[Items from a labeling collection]

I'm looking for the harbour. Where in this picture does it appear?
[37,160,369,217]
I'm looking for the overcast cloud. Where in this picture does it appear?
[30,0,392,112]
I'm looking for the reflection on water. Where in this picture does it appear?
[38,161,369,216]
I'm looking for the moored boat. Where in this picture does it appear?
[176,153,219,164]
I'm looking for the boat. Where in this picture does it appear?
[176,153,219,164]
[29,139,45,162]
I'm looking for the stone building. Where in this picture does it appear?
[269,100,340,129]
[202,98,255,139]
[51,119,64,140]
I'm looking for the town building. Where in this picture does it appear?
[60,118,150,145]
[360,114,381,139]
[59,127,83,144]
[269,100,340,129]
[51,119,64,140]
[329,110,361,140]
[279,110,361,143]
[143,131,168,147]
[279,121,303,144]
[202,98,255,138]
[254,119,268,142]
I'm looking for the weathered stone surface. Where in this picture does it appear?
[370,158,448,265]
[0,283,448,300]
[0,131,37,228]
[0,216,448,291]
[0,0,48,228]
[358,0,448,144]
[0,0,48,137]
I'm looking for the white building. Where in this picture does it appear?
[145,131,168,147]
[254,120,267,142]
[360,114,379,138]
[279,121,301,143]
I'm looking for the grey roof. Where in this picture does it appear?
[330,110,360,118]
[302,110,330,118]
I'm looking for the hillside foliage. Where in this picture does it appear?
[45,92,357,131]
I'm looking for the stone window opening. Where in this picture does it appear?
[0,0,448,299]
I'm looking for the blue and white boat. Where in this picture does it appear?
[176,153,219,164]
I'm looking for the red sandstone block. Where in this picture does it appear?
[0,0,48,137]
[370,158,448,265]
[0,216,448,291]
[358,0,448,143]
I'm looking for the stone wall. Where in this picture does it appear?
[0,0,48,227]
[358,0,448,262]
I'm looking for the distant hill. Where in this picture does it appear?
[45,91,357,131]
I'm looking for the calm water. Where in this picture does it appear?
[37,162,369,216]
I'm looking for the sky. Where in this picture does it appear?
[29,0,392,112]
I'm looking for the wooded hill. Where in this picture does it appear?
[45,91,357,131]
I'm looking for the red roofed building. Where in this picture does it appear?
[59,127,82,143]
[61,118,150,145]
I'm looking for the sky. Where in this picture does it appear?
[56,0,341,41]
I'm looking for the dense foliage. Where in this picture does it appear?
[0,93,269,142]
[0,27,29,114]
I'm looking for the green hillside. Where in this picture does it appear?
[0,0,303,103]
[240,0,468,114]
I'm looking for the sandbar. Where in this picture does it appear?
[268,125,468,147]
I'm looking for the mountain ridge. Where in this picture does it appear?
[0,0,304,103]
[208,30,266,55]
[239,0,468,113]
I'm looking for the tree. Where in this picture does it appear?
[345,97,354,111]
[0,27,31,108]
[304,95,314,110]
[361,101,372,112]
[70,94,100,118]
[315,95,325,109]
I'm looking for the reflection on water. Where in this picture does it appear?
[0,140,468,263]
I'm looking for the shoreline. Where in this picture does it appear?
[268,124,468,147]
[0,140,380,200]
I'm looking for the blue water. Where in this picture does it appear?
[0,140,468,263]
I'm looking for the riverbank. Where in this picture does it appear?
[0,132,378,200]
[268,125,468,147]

▶ **Your task**: Please convert the rows from the line containing "I'm looking for the distant" through the line containing "[29,0,392,112]" into a numbered list, with no other rows and no blank lines.

▶ **Correct result**:
1. I'm looking for the distant hill. Where in this picture does it appear?
2. [45,91,357,131]
3. I'm looking for the calm water. Where in this picture does it appear?
4. [37,162,369,216]
5. I'm looking for the sky. Where in this picture does it appear?
6. [29,0,392,112]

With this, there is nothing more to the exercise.